### What to produce:
Once you have read the data below, write it all out exactly.

[Records contained in a dataset]
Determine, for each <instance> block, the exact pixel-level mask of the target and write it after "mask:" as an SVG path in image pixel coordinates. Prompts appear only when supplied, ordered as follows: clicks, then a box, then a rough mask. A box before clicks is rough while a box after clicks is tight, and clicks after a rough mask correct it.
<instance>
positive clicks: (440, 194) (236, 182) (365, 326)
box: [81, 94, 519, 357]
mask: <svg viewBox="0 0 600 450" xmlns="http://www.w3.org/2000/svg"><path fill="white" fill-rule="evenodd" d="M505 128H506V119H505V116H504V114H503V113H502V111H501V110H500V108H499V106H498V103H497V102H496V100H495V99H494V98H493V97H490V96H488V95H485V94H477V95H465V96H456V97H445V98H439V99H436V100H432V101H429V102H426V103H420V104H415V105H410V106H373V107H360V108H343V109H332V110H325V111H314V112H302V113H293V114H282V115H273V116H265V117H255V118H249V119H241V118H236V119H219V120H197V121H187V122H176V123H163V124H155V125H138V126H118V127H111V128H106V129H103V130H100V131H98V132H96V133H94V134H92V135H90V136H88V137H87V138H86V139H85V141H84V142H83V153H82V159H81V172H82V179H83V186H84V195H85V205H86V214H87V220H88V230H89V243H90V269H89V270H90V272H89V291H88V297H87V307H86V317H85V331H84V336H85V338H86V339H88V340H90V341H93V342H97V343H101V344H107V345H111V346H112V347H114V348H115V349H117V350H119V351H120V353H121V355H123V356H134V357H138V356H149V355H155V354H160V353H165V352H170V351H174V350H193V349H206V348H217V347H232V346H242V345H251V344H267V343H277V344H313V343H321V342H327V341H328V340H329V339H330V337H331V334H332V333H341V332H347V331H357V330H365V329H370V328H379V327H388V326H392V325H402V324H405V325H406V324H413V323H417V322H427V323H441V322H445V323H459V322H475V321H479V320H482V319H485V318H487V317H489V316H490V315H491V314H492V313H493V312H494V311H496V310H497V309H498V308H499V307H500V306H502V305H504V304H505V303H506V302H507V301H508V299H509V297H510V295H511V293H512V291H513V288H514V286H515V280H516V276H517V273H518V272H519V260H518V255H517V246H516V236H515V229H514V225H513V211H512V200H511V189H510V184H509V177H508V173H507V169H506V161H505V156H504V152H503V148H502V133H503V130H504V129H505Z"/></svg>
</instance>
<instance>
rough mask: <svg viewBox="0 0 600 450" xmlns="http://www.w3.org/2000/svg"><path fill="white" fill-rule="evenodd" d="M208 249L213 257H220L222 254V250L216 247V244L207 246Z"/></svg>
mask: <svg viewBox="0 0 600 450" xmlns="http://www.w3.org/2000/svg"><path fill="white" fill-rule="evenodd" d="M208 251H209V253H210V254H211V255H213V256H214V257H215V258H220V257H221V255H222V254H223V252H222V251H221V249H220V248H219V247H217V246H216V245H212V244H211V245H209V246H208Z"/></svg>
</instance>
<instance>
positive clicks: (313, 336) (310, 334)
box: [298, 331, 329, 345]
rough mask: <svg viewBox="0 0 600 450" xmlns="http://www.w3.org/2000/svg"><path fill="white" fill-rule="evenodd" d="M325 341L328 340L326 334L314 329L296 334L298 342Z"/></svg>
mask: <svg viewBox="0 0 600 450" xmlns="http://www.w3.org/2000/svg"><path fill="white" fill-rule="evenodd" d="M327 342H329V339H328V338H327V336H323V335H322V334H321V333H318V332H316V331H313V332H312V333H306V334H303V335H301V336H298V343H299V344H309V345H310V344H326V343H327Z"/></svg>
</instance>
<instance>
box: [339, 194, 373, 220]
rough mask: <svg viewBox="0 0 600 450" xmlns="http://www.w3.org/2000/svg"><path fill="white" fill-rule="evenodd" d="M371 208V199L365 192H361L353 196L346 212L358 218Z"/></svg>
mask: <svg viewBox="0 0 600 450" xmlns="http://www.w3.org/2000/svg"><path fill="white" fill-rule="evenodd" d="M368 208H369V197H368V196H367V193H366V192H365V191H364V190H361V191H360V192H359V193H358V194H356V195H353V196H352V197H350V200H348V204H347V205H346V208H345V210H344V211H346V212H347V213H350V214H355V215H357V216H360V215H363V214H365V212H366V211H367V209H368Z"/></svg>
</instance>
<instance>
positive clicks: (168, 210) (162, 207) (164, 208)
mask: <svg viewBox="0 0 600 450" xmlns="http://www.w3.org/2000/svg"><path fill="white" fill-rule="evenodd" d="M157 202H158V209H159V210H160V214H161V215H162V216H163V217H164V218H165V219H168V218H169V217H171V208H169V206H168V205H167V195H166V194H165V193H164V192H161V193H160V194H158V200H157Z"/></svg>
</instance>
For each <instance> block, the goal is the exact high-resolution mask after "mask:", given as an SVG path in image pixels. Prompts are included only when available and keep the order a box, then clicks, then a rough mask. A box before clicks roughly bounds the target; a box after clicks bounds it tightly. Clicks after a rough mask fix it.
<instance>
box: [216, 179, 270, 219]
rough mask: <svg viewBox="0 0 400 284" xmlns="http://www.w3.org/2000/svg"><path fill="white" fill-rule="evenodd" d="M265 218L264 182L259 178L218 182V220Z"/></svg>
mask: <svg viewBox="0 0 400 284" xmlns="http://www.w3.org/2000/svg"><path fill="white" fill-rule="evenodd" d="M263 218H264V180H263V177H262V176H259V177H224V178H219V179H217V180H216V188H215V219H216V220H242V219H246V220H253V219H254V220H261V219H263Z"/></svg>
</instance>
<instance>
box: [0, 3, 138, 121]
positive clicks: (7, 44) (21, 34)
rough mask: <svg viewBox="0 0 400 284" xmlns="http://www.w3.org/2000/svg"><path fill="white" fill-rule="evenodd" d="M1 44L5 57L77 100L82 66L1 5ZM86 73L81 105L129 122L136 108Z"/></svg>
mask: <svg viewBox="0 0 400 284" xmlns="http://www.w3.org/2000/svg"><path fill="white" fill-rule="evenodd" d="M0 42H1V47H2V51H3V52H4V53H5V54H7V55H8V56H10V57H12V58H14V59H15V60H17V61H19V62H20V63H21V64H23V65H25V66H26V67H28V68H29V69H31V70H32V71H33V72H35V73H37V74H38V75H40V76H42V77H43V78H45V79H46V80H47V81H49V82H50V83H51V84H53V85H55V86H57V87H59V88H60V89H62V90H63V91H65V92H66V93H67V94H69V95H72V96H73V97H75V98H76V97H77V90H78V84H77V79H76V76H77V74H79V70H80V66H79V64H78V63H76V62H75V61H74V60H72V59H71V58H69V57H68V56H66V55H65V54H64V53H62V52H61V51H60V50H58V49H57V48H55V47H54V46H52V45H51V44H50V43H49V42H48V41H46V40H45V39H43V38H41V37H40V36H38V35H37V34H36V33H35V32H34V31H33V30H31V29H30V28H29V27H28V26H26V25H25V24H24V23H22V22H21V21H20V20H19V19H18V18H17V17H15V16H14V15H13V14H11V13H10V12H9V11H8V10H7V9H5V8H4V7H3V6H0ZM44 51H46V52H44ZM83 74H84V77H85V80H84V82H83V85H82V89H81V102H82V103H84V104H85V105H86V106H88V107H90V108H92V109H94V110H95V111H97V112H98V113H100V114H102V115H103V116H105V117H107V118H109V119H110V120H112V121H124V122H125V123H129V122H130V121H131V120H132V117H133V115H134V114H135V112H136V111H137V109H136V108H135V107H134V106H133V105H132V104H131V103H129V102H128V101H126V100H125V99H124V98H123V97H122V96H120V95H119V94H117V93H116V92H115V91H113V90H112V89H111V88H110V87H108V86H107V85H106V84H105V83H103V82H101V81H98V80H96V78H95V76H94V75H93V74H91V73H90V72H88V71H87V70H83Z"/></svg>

### Solution for this task:
Determine, for each <instance> block, the exact pixel-level mask of the target and write it after "mask:" as an SVG path in image pixel coordinates. Prompts appear only when supplied, ordered as follows: clicks, then a box, then a rough mask. A box before clicks is rough while a box after clicks is tight, and clicks after a rough mask correct it.
<instance>
positive clicks: (440, 194) (236, 182) (365, 326)
box: [81, 94, 519, 357]
mask: <svg viewBox="0 0 600 450" xmlns="http://www.w3.org/2000/svg"><path fill="white" fill-rule="evenodd" d="M505 128H506V119H505V116H504V114H503V113H502V111H501V110H500V108H499V106H498V103H497V102H496V100H495V99H494V98H493V97H490V96H488V95H485V94H477V95H465V96H456V97H445V98H439V99H436V100H432V101H429V102H426V103H420V104H415V105H410V106H373V107H360V108H343V109H332V110H325V111H314V112H302V113H293V114H282V115H273V116H265V117H255V118H249V119H241V118H236V119H219V120H197V121H187V122H176V123H163V124H155V125H138V126H118V127H111V128H106V129H103V130H100V131H98V132H96V133H94V134H92V135H90V136H88V137H87V138H86V139H85V141H84V142H83V153H82V159H81V172H82V179H83V186H84V195H85V205H86V214H87V220H88V230H89V243H90V269H89V270H90V272H89V291H88V297H87V307H86V317H85V331H84V336H85V338H86V339H88V340H90V341H93V342H97V343H101V344H107V345H111V346H112V347H114V348H115V349H117V350H119V351H120V353H121V355H123V356H134V357H138V356H149V355H155V354H160V353H165V352H170V351H174V350H193V349H206V348H217V347H232V346H242V345H251V344H267V343H277V344H313V343H321V342H327V341H328V340H329V339H330V337H331V334H332V333H341V332H347V331H357V330H365V329H370V328H379V327H388V326H392V325H402V324H405V325H406V324H413V323H417V322H427V323H441V322H445V323H459V322H475V321H479V320H482V319H485V318H487V317H489V316H490V315H491V314H492V313H493V312H494V311H496V310H497V309H498V308H499V307H500V306H502V305H504V304H505V303H506V302H507V301H508V299H509V297H510V295H511V293H512V291H513V288H514V286H515V280H516V276H517V273H518V272H519V260H518V255H517V246H516V236H515V229H514V225H513V211H512V200H511V189H510V184H509V177H508V173H507V169H506V161H505V156H504V152H503V148H502V133H503V130H504V129H505Z"/></svg>
</instance>
<instance>
rough mask: <svg viewBox="0 0 600 450" xmlns="http://www.w3.org/2000/svg"><path fill="white" fill-rule="evenodd" d="M208 249L213 257H220L222 254V250L216 247V244L207 246Z"/></svg>
mask: <svg viewBox="0 0 600 450" xmlns="http://www.w3.org/2000/svg"><path fill="white" fill-rule="evenodd" d="M208 251H209V253H210V254H211V255H213V256H214V257H215V258H220V257H221V255H222V254H223V252H222V251H221V249H220V248H219V247H217V246H216V245H212V244H211V245H209V246H208Z"/></svg>
</instance>
<instance>
positive clicks: (313, 336) (310, 334)
box: [298, 331, 329, 345]
rough mask: <svg viewBox="0 0 600 450" xmlns="http://www.w3.org/2000/svg"><path fill="white" fill-rule="evenodd" d="M325 341L328 340L326 334L314 329L296 334L298 342Z"/></svg>
mask: <svg viewBox="0 0 600 450" xmlns="http://www.w3.org/2000/svg"><path fill="white" fill-rule="evenodd" d="M327 342H329V339H328V338H327V336H323V335H322V334H321V333H318V332H316V331H313V332H312V333H306V334H303V335H301V336H298V343H299V344H309V345H310V344H326V343H327Z"/></svg>
</instance>
<instance>
box: [339, 194, 373, 220]
rough mask: <svg viewBox="0 0 600 450" xmlns="http://www.w3.org/2000/svg"><path fill="white" fill-rule="evenodd" d="M371 208V199L365 192H361L353 196L346 212L358 218Z"/></svg>
mask: <svg viewBox="0 0 600 450" xmlns="http://www.w3.org/2000/svg"><path fill="white" fill-rule="evenodd" d="M368 208H369V197H368V196H367V193H366V192H365V191H364V190H361V191H360V192H359V193H358V194H356V195H353V196H352V197H350V200H348V204H347V205H346V208H345V210H344V211H346V212H347V213H350V214H355V215H357V216H360V215H363V214H365V212H366V211H367V209H368Z"/></svg>
</instance>
<instance>
positive clicks: (168, 210) (162, 207) (164, 208)
mask: <svg viewBox="0 0 600 450" xmlns="http://www.w3.org/2000/svg"><path fill="white" fill-rule="evenodd" d="M157 202H158V209H159V210H160V214H161V215H162V216H163V217H164V218H165V219H168V218H169V217H171V208H169V206H168V205H167V195H166V194H165V193H164V192H161V193H160V194H158V200H157Z"/></svg>
</instance>
For each <instance> block, the goal is the exact high-resolution mask after "mask:", given as an SVG path in image pixels. Prompts are included only when available and keep the order a box, then clicks, then a rough mask. A box before clicks roughly bounds the target; a box after clicks bounds it tightly. Clicks after a rough mask fix it.
<instance>
box: [216, 179, 270, 219]
rough mask: <svg viewBox="0 0 400 284" xmlns="http://www.w3.org/2000/svg"><path fill="white" fill-rule="evenodd" d="M265 218L264 182L259 178L218 182V220Z"/></svg>
mask: <svg viewBox="0 0 400 284" xmlns="http://www.w3.org/2000/svg"><path fill="white" fill-rule="evenodd" d="M263 218H264V180H263V177H262V176H259V177H224V178H219V179H217V180H216V188H215V219H216V220H242V219H246V220H253V219H254V220H261V219H263Z"/></svg>
</instance>
<instance>
box: [0, 3, 138, 121]
positive clicks: (7, 44) (21, 34)
rough mask: <svg viewBox="0 0 400 284" xmlns="http://www.w3.org/2000/svg"><path fill="white" fill-rule="evenodd" d="M1 44L5 57L77 100L82 66L1 5ZM86 73L81 105L129 122L136 108Z"/></svg>
mask: <svg viewBox="0 0 400 284" xmlns="http://www.w3.org/2000/svg"><path fill="white" fill-rule="evenodd" d="M0 42H1V47H2V51H3V52H4V53H5V54H7V55H8V56H10V57H12V58H14V59H15V60H17V61H19V62H20V63H21V64H23V65H25V66H26V67H28V68H29V69H31V70H32V71H33V72H35V73H37V74H38V75H40V76H42V77H43V78H45V79H46V80H47V81H49V82H50V83H51V84H53V85H55V86H57V87H59V88H60V89H62V90H63V91H65V92H66V93H67V94H69V95H72V96H73V97H75V98H76V97H77V90H78V84H77V79H76V76H77V74H79V70H80V66H79V64H78V63H76V62H75V61H74V60H72V59H71V58H69V57H68V56H66V55H65V54H64V53H62V52H61V51H60V50H58V49H57V48H55V47H54V46H52V45H51V44H50V43H49V42H48V41H46V40H45V39H43V38H41V37H40V36H38V35H37V34H36V33H35V32H34V31H33V30H31V29H30V28H29V27H28V26H26V25H25V24H24V23H22V22H21V21H20V20H19V19H18V18H17V17H15V16H14V15H13V14H11V13H10V12H9V11H8V10H7V9H5V8H4V7H3V6H0ZM44 51H46V52H44ZM83 74H84V77H85V80H84V82H83V85H82V89H81V102H82V103H84V104H85V105H86V106H88V107H90V108H92V109H94V110H95V111H97V112H98V113H100V114H102V115H103V116H105V117H107V118H109V119H110V120H112V121H124V122H125V123H129V122H130V121H131V120H132V117H133V115H134V114H135V112H136V111H137V109H136V108H135V107H134V106H133V105H132V104H131V103H129V102H128V101H126V100H125V99H124V98H123V97H122V96H120V95H119V94H117V93H116V92H115V91H113V90H112V89H111V88H110V87H108V86H107V85H106V84H105V83H103V82H101V81H98V80H96V78H95V76H94V75H93V74H91V73H90V72H88V71H87V70H83Z"/></svg>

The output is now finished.